Work instruction — All entries must be given again in full, exactly as they were supplied.

Data records —
--------------------------------------------------
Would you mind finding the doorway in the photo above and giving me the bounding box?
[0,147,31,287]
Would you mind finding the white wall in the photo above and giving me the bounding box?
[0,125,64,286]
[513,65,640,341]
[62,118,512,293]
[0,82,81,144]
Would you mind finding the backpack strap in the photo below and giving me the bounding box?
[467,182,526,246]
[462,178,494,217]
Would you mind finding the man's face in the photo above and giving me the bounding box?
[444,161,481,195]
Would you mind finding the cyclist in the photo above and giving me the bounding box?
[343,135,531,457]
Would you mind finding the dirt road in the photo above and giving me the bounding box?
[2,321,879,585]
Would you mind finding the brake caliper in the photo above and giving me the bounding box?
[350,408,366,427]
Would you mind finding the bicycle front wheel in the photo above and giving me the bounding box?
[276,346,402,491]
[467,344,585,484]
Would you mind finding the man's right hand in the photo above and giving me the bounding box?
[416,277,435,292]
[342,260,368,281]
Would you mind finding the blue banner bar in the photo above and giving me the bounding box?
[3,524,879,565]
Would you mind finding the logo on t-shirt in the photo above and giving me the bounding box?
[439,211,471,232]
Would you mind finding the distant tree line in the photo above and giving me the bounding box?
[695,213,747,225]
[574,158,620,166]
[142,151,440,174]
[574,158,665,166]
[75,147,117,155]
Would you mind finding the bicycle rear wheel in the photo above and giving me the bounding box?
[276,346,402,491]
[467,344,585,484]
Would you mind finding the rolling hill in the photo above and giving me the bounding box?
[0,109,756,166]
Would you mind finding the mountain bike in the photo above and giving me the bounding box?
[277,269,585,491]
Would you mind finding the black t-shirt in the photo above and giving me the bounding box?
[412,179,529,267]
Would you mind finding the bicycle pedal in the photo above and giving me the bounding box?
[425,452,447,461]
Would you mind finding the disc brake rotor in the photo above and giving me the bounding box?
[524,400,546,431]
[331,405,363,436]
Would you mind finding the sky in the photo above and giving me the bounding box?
--------------------------------------------------
Finished exercise —
Would you mind finding the doorway in the photo above and giving me the bounding box?
[0,147,31,287]
Would you mind finding the white wall in the photo above and giving me the bounding box?
[0,125,64,286]
[513,65,640,341]
[62,118,512,293]
[0,82,81,144]
Would you mind finding the backpack strap in the photo below and giving me the bounding box?
[467,182,526,246]
[462,178,494,217]
Would you mind finding the man's face in the photo above and giving me the bounding box?
[444,161,481,195]
Would you mind finding the cyclist in the photo above and giving me the bounding box?
[343,135,531,457]
Would you mind finding the dirt road in the photo above and giving me the bounding box?
[2,321,879,585]
Would you mind finding the brake caliper in the photo above and giving me the bounding box?
[350,408,366,427]
Would you mind finding the bicycle front wheel in the photo above and giving me the bounding box?
[276,346,402,491]
[467,344,585,484]
Would you mind finding the man's right hand in the photo above and giving me the bounding box?
[416,277,435,292]
[342,260,368,281]
Would you mind finding the blue banner bar in the photo above and giving me the bounding box?
[3,524,879,565]
Would you mind finding the logo on t-shirt in the photo above and giving me the bounding box?
[439,211,471,232]
Would you mind finding the distant tree line in the photo above and giving me the bounding box?
[695,213,747,225]
[574,158,620,166]
[142,151,440,174]
[574,158,665,166]
[75,147,117,155]
Would you mind finding the bicycle rear wheel in the photo above and giving me the bounding box?
[276,346,402,491]
[467,344,585,484]
Would you mind finding the rolling hill in the photo above and giving me the bounding box?
[0,109,756,166]
Would you mind finding the mountain bike in the photo above and giving me the bounding box?
[277,269,585,491]
Would you mind finding the black t-shirt in the photo above and giving me the bounding box?
[412,179,529,267]
Would you mind finding the bicycle pedal in the photo above and giving me the bounding box?
[425,452,447,461]
Would you mind finding the disc brake rotor in the photo above and giving me the bounding box?
[524,400,546,431]
[331,405,363,436]
Would you mind finding the sky in the photo above and giving me the bounding box?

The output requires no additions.